Could you reproduce, word for word, everything below from the line containing "[[386, 413]]" down to the line containing "Query: lake water", with both of those lines included and no others?

==========

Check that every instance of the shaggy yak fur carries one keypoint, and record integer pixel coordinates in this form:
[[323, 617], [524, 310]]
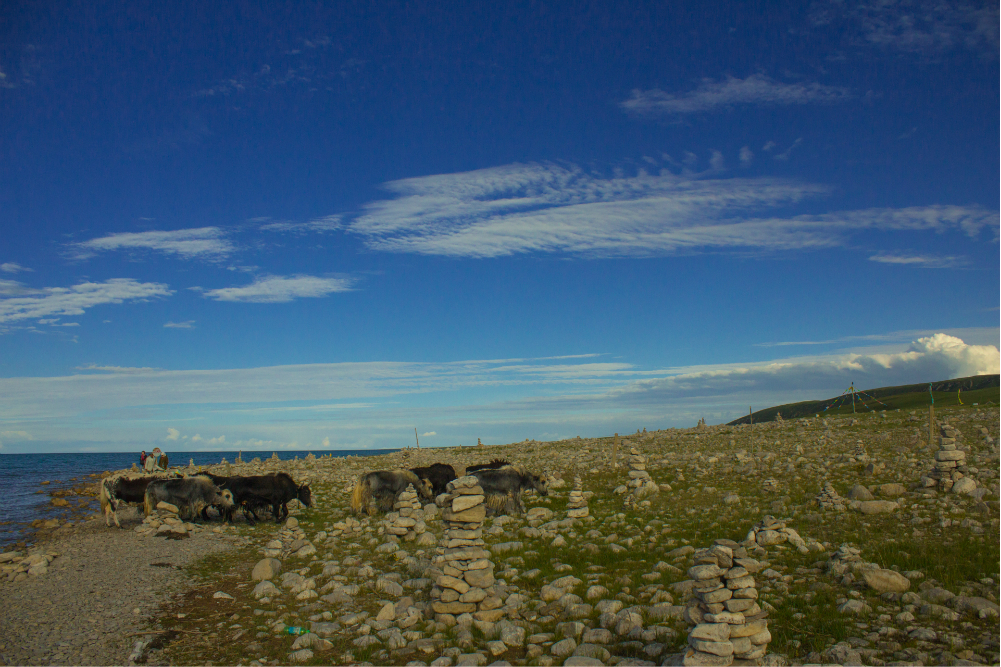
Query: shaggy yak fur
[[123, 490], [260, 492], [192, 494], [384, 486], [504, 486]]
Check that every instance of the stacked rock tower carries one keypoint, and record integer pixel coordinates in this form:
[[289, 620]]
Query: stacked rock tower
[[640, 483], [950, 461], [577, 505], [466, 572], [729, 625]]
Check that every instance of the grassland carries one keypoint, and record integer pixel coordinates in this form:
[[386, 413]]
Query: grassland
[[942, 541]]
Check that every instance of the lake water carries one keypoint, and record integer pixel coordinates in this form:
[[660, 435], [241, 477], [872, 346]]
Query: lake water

==========

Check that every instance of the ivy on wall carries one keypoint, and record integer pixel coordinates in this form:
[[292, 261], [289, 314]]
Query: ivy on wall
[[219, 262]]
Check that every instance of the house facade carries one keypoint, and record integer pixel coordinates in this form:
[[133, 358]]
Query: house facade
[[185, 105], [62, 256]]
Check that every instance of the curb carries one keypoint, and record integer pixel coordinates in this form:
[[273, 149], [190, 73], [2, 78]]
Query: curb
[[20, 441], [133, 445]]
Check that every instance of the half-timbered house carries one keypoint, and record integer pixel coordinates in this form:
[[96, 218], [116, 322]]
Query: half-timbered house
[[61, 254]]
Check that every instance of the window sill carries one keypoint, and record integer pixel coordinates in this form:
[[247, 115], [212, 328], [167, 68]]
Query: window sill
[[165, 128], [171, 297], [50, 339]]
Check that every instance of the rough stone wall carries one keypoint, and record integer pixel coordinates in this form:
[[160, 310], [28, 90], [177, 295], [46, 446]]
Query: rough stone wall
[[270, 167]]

==========

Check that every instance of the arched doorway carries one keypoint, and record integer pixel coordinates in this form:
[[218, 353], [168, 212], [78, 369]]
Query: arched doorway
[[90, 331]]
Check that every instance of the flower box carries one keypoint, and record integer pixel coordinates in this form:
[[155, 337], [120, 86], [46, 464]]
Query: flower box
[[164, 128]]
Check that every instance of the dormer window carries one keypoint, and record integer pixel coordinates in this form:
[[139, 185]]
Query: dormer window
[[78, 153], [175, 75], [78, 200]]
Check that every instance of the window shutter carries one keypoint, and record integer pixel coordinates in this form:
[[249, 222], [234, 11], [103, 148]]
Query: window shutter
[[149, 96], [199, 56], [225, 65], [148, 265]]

==========

**Response**
[[386, 413]]
Query: grassland
[[942, 541]]
Check that every instance of the lake water carries one keypoint, and record integer pixel coordinates in this form:
[[660, 435], [241, 477], [872, 346]]
Query: lake water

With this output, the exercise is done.